• [WHAT IS BEING ASKED] The records below are to be repeated in full, exactly as they are.

• [RECORDS SUPPLIED]
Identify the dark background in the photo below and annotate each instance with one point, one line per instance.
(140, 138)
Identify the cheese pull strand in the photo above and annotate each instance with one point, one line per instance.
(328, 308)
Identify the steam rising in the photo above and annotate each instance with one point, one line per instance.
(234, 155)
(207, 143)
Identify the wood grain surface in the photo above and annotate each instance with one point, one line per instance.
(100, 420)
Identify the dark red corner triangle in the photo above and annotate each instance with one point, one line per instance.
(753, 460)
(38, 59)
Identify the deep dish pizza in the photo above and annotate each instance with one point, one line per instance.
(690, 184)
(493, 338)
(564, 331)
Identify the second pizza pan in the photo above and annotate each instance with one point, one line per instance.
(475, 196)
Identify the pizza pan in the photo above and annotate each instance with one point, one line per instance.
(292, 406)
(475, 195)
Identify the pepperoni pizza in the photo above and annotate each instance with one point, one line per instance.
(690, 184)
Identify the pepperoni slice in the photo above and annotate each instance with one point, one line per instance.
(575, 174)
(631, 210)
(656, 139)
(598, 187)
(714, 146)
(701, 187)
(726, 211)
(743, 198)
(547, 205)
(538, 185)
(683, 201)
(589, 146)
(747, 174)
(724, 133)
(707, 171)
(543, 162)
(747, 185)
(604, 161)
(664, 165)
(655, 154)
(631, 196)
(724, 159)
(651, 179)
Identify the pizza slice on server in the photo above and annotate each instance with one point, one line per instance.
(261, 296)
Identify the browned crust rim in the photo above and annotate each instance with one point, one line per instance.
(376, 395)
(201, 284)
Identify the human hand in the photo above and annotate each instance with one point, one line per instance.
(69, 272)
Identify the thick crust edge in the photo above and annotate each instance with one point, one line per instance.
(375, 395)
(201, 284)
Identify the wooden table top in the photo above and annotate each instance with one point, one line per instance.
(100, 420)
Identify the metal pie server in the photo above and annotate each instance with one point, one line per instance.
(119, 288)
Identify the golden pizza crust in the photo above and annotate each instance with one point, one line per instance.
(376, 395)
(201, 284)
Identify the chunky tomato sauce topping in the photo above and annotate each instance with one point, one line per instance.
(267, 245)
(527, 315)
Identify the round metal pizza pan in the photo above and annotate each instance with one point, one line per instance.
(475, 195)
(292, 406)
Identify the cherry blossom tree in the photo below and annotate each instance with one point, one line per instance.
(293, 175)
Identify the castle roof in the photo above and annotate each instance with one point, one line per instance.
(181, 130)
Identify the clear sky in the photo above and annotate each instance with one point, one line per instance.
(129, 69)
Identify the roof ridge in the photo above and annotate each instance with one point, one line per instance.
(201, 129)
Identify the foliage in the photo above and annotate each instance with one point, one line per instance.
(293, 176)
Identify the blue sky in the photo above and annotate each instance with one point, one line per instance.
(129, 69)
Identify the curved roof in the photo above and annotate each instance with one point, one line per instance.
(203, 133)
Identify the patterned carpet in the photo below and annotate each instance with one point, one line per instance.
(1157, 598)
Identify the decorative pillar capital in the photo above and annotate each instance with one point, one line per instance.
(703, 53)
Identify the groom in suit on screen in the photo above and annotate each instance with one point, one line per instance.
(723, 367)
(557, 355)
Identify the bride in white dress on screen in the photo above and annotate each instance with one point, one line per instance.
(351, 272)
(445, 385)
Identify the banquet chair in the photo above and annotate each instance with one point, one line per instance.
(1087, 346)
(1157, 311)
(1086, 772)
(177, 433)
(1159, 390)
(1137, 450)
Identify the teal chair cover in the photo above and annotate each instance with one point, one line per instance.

• [FULL ANSWER]
Identify the dark background in the photo below and annotate each instance with one point, one line per instance.
(140, 138)
Identify the cheese pull strand in the photo above and annotate each instance with one point, one line per instance.
(328, 308)
Identify the steam rising in the photo above and annotate each instance with one point, one line per instance.
(234, 155)
(207, 143)
Identify the wood grain surface in the photo above and annotate each instance with one point, one line per instance.
(100, 420)
Identify the dark red corner triangle in the photo above and annotate each instance with one point, one line per instance.
(753, 460)
(38, 59)
Identify the deep dish pizza in the photo above and annotate each instance with one point, one line per instance.
(690, 184)
(493, 338)
(564, 331)
Identify the second pizza pan in the photo above and annotate each instance with one point, one line per instance.
(475, 196)
Identify the pizza pan in the photo above and annotate each instance with one point, one line per instance.
(292, 406)
(475, 195)
Identify the pepperoni pizza in the photo above and annotate each instance with one point, one line per instance.
(690, 184)
Identify the pepperoni slice in the photo above and annotate each instance with one point, one line per instance.
(575, 174)
(631, 210)
(656, 139)
(598, 187)
(714, 146)
(701, 187)
(726, 211)
(743, 198)
(547, 205)
(538, 185)
(683, 201)
(589, 146)
(747, 174)
(724, 133)
(707, 171)
(543, 162)
(747, 185)
(604, 161)
(664, 165)
(655, 154)
(631, 196)
(724, 159)
(651, 179)
Identify the pizza slice on server in the photo above and annotate each instance with one point, one line per instance.
(261, 296)
Identify the browned crust rim in the photo above and annotate each instance with one point, one line per instance.
(376, 395)
(201, 284)
Identify the human hand in the photo above and annotate each instance with one point, one line per instance.
(69, 272)
Identify the thick crust edge in the photo above and annotate each instance with one point, one line per instance.
(375, 395)
(201, 284)
Identify the wooden table top in the photo above and annotate each instance with one point, one line per instance.
(100, 420)
Identify the metal pie server in the photo above and annotate each instance with one point, one line per instance.
(119, 288)
Identify the golden pizza crust in the photo above and annotate each instance with one point, one line per instance.
(376, 395)
(201, 284)
Identify the chunky tomato sauce topping in the photo above and annotate each instance with one point, one line per instance.
(267, 245)
(527, 315)
Identify the round metal pizza pan in the photo above and annotate each instance with one point, one line per instance.
(475, 195)
(292, 406)
Identify the cherry blossom tree in the photo below and annotate each instance with one point, one line per instance.
(293, 175)
Identify the castle roof in the photo above and annotate each instance with one point, one line per instance.
(181, 130)
Identify the clear sky in the photo above and annotate each instance with one point, one line per instance.
(129, 69)
Identify the roof ridge in the photo above and annotate each instance with one point, one line per instance.
(201, 129)
Identify the foliage in the photo above and annotate each instance with one point, one line per instance.
(293, 176)
Identify the blue sky in the photo above and annotate each instance with one point, one line per instance.
(129, 69)
Identify the curved roof in the photo above and annotate each instance with one point, one line per instance.
(203, 133)
Identify the patterned carpet in the photo below and annotate each instance with one point, one line per instance.
(1157, 598)
Identify the decorative pillar capital in the photo above and annotate each instance with one point, one line per instance.
(703, 53)
Identify the groom in suit on screen in the photo above and annotate each instance with one point, one line per instance.
(723, 367)
(557, 355)
Identify the bride in white dress on screen in the photo above and annotate each instance with one point, one line per instance.
(351, 272)
(445, 385)
Identify the banquet chair in the photo above and annotate each instance with one point, one line per instance.
(1087, 346)
(1157, 311)
(1086, 772)
(177, 433)
(1159, 390)
(1137, 450)
Identify the teal chair cover in the photo above and annotate each instance with one point, one line per instance.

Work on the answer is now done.